◆ Written exercise: Reproduce all of the records below verbatim, leaving the pictures out of your answer.

(Collection entries)
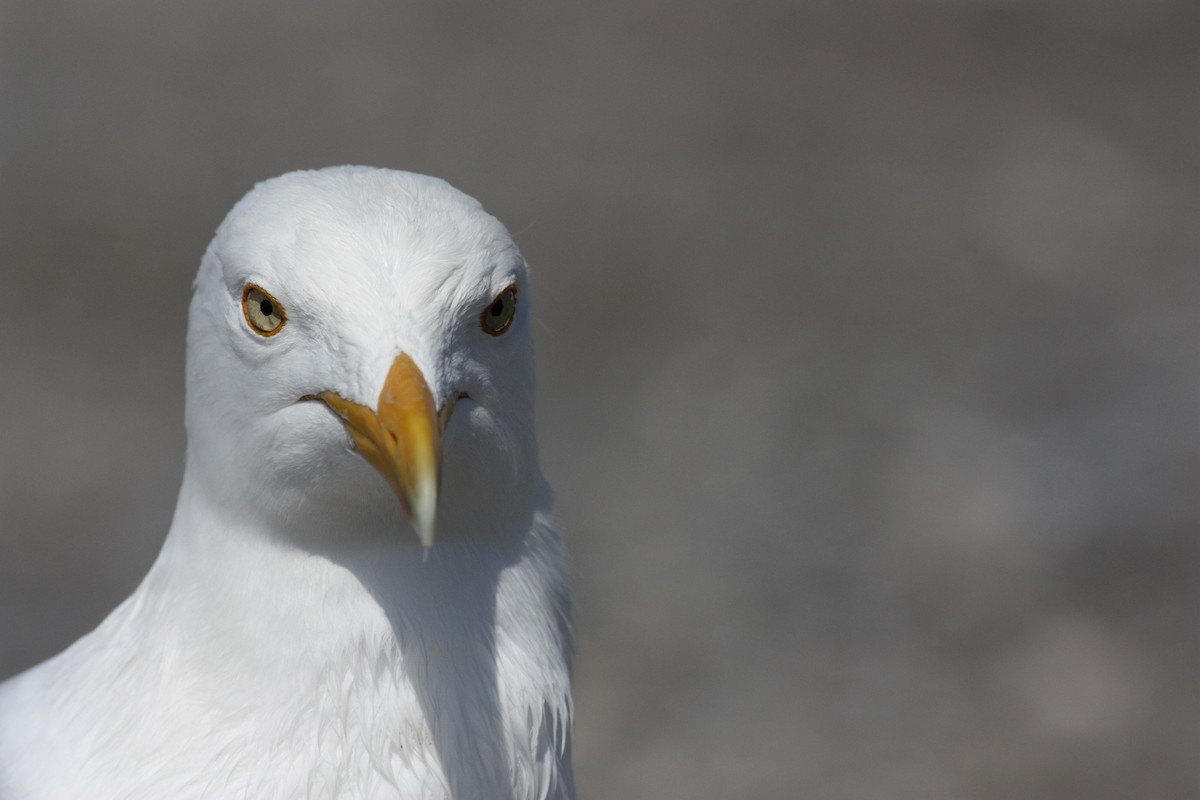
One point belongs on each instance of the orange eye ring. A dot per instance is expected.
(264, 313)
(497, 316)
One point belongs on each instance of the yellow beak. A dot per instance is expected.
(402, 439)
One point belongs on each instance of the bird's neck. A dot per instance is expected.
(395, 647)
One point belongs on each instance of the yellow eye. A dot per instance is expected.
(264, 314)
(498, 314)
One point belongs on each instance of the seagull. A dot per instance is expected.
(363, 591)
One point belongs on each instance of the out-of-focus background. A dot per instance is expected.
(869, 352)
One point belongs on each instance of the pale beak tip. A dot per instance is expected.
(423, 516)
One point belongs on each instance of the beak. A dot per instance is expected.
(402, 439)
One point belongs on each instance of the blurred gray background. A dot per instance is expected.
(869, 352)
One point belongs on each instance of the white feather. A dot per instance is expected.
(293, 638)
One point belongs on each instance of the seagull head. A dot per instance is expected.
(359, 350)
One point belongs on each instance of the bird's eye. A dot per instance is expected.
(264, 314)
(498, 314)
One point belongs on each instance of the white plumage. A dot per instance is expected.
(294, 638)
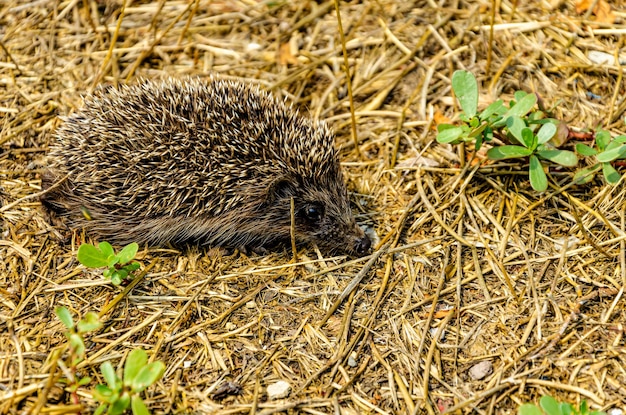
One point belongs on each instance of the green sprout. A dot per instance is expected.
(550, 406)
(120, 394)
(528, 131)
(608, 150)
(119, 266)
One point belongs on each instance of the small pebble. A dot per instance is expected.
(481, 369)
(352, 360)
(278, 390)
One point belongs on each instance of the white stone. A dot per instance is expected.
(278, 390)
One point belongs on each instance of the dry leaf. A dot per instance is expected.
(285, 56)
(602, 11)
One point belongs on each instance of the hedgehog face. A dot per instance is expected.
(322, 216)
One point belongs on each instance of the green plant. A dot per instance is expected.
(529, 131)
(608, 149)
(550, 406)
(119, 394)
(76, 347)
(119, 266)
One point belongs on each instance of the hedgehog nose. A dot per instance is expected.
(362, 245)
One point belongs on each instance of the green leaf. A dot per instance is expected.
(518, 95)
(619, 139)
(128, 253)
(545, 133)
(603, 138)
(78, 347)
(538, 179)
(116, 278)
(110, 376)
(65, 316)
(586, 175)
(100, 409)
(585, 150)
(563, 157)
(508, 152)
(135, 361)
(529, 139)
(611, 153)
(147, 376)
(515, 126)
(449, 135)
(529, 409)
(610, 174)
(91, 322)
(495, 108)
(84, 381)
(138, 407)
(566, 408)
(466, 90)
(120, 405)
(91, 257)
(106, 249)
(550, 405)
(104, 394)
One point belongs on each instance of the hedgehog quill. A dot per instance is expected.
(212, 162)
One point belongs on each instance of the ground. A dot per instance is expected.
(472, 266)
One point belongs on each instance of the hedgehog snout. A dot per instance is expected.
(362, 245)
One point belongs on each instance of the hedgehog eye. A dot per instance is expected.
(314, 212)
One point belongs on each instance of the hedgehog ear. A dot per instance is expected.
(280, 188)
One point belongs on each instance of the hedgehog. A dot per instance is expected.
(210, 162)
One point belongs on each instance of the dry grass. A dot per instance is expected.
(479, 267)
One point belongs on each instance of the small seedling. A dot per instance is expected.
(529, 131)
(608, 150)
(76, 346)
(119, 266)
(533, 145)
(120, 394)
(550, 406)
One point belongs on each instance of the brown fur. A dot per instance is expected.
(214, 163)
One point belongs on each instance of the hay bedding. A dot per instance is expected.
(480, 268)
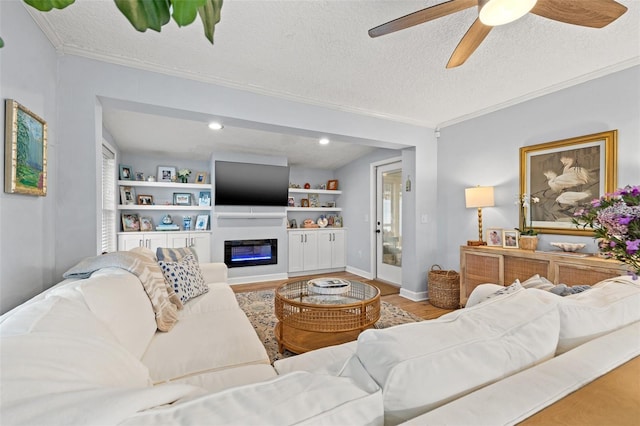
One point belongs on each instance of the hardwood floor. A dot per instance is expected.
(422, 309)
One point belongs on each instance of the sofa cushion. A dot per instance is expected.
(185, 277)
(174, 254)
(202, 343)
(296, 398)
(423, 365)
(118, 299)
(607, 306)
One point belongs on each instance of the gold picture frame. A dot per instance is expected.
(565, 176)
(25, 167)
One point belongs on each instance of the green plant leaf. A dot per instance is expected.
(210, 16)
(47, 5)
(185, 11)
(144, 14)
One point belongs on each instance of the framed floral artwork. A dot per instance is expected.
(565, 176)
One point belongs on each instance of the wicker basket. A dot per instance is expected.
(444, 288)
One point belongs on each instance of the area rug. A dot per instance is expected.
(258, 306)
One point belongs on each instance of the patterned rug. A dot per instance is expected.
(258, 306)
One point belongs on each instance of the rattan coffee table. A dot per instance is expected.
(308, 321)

◆ Result:
One point belongs on each instance of the orange eye ring. A dot per instance is expected.
(264, 313)
(497, 316)
One point belongs on each instance of the yellow beak. A dot per instance is expected.
(402, 439)
One point belongs on each instance of the bird's neck. A dot per instance is expected.
(395, 647)
One point belongs on each instance of the yellow eye. A dot per instance is expected.
(264, 314)
(498, 314)
One point belongs on each instance of the seagull. A dot per instance is expected.
(363, 591)
One point belongs on each instance of the out-of-focus background. A dot per instance is expected.
(869, 352)
One point belongs on each instance of the pale beak tip. A dot per instance is expected.
(423, 516)
One point belongs on each instance of the beak. A dot per instance is expected.
(402, 439)
One point belongs on each instance of the blurred gray background. A dot per instance is expected.
(869, 352)
One point belongs on each instance of the white feather. A dot per instance is expected.
(293, 638)
One point belongs on each instance of the seagull head. A dot per instance is expected.
(359, 350)
One point belongs on each instance of the bird's eye. A dot per instance is expected.
(264, 314)
(498, 314)
One point belongs on each instance of the white plumage. A dot per instance is expected.
(294, 638)
One point belongs on each instance of the green sprout. A dot per instance is expected.
(550, 406)
(120, 394)
(528, 131)
(608, 150)
(119, 266)
One point belongs on each instance of the small pebble. A dot per instance is expected.
(481, 369)
(352, 360)
(278, 390)
One point belongs on each instance of the white stone. A dot per instance is expected.
(278, 390)
One point belongs on each instance of the dry leaf. A dot per instance is expected.
(285, 56)
(602, 11)
One point belongs on each instance of the hedgehog face. A dot per instance is expected.
(322, 216)
One point belongs on each instance of the green plant. A dot per instance is expected.
(529, 131)
(608, 149)
(550, 406)
(119, 394)
(76, 347)
(119, 266)
One point belongs on each instance of the hedgehog nose. A dot per instance is expected.
(362, 245)
One point belongs on each instance of the green leaf. A dot per instance is expected.
(518, 95)
(619, 139)
(128, 253)
(545, 133)
(603, 138)
(78, 347)
(538, 179)
(116, 278)
(110, 376)
(65, 316)
(586, 175)
(100, 409)
(585, 150)
(563, 157)
(508, 152)
(135, 361)
(529, 139)
(611, 153)
(147, 376)
(515, 126)
(449, 135)
(529, 409)
(610, 174)
(91, 322)
(495, 108)
(84, 381)
(138, 407)
(566, 408)
(466, 90)
(120, 405)
(91, 257)
(106, 249)
(550, 405)
(104, 394)
One point belongs on each instance of the hedgehog quill. A dot per instance is expected.
(212, 162)
One point belongs on each instance of the ground. A dot per instance is expected.
(472, 266)
One point belongs on each instance of the hedgehog snout. A dot per instance is expected.
(362, 245)
One point belongs on each instance of the hedgehog eye. A dot per instance is expected.
(314, 212)
One point belongs on each instance of the hedgehog ear. A dot per instance is expected.
(280, 188)
One point belongs on each instance of the hedgehog. A dot per instance is expected.
(210, 162)
One point belongs on each instance of the dry grass. A dot per instance is expected.
(479, 267)
One point belongs on each instance of the small seedling. A dot per instance is expected.
(529, 131)
(608, 150)
(76, 346)
(119, 266)
(533, 145)
(120, 394)
(550, 406)
One point belongs on each instance of the brown fur. A dot per instance is expected.
(214, 163)
One point belongs on each instance of the hay bedding. A dot per instance is expected.
(480, 268)
One point belongs on each instance of the hardwood floor. A dot per instance is expected.
(422, 309)
One point belongs on each instance of the sofa cushion. A dot per instance is expected.
(185, 277)
(174, 254)
(202, 343)
(296, 398)
(423, 365)
(118, 299)
(607, 306)
One point belongs on each instance of the gold picture frame. A dot per instance is expected.
(565, 176)
(25, 167)
One point belongs on each instance of the green plant leaf. A dot per instance is expected.
(210, 16)
(47, 5)
(185, 11)
(144, 14)
One point belongs on each instance of the framed floral artwork. A dot per instance is expected.
(565, 176)
One point belongs on each instance of the wicker basket. A dot per instance is expected.
(444, 288)
One point belongs on each instance of the area rug. A dot per instance is expected.
(258, 306)
One point belongs on each instance of the patterned rug. A dot per instance is expected.
(258, 306)
One point belongs on each instance of the rattan coffee table. A dot per instance is expected.
(308, 321)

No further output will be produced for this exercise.